**Task details:** Exactly reproduce the lines from the line containing "Exercise. Point out every instance of the brown hair" to the end of the data below, inclusive, and nothing else.
## Begin Provided records
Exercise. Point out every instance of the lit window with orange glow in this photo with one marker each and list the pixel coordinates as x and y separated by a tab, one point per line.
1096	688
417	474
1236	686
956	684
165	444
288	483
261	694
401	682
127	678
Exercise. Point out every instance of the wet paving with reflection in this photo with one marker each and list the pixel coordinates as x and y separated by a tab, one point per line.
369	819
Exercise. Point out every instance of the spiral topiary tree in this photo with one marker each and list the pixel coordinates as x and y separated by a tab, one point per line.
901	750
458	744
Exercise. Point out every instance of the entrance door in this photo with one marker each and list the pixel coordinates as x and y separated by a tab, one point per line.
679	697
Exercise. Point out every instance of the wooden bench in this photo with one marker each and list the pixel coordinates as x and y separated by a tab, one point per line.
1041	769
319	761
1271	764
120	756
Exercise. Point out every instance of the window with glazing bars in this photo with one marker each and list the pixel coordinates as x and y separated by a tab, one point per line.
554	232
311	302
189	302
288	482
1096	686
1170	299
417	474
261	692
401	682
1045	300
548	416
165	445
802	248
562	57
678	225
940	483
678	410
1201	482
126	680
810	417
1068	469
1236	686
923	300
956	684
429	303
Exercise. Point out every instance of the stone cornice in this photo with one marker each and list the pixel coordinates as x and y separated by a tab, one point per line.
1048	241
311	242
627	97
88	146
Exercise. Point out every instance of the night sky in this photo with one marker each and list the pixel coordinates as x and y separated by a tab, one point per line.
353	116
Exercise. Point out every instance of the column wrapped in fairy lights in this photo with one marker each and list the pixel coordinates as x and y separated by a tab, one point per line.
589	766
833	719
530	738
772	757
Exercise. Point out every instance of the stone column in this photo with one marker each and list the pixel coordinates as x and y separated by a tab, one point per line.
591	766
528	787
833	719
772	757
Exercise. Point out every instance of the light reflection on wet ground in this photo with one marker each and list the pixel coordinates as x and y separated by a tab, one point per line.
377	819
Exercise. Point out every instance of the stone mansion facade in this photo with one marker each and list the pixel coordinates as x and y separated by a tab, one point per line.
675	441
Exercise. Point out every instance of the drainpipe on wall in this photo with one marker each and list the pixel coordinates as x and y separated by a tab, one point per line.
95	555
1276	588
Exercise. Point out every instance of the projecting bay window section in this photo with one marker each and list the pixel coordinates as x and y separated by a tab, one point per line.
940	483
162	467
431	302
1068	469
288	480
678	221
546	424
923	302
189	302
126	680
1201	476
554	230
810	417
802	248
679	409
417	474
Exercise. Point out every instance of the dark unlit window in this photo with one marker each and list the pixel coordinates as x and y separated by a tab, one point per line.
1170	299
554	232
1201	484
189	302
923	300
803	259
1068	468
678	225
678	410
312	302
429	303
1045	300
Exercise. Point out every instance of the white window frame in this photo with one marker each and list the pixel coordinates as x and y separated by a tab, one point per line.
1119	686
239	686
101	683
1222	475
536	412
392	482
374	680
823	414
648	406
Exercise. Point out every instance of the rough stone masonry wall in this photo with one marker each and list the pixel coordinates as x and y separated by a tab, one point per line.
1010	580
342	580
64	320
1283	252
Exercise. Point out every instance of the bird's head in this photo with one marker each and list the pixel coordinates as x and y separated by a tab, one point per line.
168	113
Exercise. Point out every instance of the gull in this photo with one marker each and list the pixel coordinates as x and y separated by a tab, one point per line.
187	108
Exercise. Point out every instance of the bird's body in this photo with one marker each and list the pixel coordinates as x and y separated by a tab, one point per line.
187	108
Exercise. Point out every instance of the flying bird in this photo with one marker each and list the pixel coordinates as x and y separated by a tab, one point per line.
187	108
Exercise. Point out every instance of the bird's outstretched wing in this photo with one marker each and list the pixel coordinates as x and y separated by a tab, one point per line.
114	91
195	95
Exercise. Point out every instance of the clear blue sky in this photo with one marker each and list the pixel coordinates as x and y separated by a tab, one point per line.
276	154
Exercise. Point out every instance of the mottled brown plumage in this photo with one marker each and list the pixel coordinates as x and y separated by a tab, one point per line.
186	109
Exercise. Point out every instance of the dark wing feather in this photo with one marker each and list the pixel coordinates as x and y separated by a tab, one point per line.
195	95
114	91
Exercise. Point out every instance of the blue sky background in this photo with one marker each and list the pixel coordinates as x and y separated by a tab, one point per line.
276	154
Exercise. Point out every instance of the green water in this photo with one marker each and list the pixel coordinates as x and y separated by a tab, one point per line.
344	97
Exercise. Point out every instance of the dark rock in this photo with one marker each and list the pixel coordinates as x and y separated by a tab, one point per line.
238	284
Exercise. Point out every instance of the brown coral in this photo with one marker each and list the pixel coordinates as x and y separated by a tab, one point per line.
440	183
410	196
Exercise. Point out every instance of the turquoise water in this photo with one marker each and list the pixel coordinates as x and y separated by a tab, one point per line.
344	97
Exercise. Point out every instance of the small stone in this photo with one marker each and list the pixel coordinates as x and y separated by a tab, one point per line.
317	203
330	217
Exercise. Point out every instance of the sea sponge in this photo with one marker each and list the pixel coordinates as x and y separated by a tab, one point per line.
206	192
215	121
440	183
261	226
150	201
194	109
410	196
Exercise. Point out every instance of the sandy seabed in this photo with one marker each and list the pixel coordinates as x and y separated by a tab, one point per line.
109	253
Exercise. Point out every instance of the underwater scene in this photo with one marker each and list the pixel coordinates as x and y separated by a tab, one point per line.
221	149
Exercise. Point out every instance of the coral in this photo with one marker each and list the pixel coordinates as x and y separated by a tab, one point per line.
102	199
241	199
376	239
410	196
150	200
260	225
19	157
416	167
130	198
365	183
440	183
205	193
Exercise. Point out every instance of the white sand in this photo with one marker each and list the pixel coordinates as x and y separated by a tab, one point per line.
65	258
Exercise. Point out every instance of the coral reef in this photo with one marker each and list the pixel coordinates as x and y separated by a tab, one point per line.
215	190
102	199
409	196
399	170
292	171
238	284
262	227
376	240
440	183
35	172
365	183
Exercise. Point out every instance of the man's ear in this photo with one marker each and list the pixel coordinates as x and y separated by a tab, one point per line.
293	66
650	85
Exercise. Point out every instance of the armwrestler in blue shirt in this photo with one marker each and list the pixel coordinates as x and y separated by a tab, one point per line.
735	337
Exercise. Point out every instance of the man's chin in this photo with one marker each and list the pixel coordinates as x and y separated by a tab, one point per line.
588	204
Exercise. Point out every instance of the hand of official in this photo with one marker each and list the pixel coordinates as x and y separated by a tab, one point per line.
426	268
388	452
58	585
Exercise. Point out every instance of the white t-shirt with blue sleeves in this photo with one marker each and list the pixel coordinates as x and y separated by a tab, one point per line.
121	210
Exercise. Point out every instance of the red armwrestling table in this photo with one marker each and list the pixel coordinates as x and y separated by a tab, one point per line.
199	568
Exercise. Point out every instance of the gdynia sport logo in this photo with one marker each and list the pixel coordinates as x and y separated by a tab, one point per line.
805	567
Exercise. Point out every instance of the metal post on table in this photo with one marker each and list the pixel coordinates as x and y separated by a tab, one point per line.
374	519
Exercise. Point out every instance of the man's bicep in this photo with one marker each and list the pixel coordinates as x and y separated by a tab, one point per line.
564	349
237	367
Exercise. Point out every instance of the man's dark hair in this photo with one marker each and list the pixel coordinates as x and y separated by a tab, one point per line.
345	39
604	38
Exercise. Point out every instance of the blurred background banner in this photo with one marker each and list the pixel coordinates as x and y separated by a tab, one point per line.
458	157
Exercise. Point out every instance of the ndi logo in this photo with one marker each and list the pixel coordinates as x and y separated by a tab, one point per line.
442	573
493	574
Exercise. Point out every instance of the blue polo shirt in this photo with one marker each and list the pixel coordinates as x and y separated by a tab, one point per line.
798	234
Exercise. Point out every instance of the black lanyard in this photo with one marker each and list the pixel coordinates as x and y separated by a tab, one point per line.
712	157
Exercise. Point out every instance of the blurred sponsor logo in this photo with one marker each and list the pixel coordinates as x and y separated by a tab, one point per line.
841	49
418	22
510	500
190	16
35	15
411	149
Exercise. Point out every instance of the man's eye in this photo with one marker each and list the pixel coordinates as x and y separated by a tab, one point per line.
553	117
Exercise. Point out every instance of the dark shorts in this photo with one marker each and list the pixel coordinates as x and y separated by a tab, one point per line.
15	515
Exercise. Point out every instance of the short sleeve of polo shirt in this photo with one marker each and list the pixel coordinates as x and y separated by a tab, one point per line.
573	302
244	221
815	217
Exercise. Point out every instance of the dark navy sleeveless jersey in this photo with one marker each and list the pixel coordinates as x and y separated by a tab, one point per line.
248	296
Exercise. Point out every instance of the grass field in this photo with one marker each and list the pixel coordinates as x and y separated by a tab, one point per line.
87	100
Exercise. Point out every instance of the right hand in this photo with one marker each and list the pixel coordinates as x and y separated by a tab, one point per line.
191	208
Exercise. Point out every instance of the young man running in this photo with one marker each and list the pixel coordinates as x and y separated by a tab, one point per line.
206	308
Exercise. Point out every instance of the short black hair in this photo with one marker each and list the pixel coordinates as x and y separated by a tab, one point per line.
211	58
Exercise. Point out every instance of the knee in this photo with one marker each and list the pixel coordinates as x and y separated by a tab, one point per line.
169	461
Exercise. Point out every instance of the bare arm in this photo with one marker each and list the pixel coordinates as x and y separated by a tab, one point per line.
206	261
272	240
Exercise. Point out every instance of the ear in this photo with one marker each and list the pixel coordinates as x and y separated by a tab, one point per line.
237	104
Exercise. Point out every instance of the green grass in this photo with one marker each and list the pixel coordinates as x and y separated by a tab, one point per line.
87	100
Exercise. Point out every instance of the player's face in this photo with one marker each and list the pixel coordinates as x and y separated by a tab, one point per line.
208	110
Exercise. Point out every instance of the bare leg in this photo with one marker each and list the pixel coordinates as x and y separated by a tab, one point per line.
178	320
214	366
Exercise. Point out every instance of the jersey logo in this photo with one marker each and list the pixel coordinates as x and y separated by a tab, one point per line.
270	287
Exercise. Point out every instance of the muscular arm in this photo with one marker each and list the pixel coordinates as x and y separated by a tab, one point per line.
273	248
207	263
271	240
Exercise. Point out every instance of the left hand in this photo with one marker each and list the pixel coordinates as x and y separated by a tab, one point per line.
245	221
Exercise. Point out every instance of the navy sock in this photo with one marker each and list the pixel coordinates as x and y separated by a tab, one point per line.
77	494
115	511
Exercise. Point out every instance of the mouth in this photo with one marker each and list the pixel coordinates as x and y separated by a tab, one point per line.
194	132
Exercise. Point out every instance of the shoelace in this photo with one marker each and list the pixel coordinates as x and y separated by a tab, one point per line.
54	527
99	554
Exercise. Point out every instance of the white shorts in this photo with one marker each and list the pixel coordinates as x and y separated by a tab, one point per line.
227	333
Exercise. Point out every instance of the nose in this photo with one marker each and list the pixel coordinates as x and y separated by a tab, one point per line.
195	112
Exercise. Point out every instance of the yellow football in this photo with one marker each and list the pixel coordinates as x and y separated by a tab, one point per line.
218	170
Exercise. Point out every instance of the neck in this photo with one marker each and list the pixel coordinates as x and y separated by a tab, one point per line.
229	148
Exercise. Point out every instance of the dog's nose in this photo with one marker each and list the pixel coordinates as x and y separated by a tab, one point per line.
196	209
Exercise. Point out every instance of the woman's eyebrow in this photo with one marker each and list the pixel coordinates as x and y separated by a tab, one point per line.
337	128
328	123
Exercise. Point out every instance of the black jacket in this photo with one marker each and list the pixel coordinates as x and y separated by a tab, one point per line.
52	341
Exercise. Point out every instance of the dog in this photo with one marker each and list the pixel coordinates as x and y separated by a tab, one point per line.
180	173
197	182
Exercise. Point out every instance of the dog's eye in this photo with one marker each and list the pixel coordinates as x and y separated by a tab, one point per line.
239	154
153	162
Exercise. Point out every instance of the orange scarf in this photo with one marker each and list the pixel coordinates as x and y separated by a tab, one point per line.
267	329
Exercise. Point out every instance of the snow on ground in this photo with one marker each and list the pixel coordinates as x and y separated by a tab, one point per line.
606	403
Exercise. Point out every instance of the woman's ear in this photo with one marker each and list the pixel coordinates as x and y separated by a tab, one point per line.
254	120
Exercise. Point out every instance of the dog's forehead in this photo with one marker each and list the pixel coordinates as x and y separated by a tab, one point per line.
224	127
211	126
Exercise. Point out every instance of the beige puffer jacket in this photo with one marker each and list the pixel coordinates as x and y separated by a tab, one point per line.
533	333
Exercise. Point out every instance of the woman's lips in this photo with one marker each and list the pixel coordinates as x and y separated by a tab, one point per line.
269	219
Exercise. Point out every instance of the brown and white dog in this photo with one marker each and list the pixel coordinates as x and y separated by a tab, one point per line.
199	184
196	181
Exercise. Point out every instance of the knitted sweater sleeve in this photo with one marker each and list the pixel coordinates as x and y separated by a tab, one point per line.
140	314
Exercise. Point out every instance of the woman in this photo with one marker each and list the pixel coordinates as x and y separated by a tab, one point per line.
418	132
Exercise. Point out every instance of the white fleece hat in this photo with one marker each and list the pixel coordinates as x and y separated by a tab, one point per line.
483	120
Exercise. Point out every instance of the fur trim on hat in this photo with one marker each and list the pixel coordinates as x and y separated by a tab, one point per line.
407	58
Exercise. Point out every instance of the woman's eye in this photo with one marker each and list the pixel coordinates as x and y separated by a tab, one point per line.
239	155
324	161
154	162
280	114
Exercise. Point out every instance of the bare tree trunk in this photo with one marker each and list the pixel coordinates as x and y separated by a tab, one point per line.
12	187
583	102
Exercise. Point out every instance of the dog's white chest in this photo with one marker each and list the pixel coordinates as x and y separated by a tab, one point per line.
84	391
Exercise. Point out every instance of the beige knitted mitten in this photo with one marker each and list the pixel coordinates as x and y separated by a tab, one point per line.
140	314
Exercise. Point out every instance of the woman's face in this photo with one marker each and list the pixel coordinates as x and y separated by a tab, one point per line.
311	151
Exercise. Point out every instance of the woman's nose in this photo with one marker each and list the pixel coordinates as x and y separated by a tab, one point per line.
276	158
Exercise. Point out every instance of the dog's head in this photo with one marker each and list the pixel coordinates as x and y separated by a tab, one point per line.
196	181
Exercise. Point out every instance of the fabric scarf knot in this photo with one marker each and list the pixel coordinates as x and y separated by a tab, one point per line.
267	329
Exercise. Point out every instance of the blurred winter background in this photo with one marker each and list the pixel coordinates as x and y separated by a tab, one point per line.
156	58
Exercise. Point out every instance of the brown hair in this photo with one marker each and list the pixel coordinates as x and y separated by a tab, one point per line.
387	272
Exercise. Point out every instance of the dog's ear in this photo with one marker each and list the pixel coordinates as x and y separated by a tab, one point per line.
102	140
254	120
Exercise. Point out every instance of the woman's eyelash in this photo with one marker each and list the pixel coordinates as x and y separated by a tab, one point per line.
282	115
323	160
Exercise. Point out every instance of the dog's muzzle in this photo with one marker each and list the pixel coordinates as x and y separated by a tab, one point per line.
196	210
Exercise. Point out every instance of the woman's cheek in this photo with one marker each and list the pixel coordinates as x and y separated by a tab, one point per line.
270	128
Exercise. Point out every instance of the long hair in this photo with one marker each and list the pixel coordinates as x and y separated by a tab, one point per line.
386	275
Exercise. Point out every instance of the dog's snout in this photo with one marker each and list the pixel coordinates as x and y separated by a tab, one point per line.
## End Provided records
**Exercise result:**
Exercise. Point out every instance of the brown hair in this photo with one marker each and list the pixel coordinates as x and y separated by a tab, one point per line.
387	272
Exercise. Point out every instance of the dog's ear in this photo with one marker each and list the pixel coordinates as x and y separated by a tab, one point per line.
102	140
254	120
Exercise. Point out every instance of the woman's eyelash in this photo with one marker each and list the pixel coordinates as x and y separated by a tab, one point per line.
282	115
323	160
Exercise. Point out every instance of the dog's muzzle in this photo with one marker each and list the pixel coordinates as x and y separated by a tab, one point per line.
196	210
Exercise. Point out every instance of the woman's cheek in this photo with one marker each and list the pixel coordinates as x and y separated by a tab, one point per line.
270	128
Exercise. Point out every instance of the long hair in this photo with one marker each and list the pixel coordinates as x and y separated by a tab, one point per line.
386	275
Exercise. Point out every instance of the dog's snout in this photo with one marker each and list the pixel coordinates as x and y separated by a tab, one point per line.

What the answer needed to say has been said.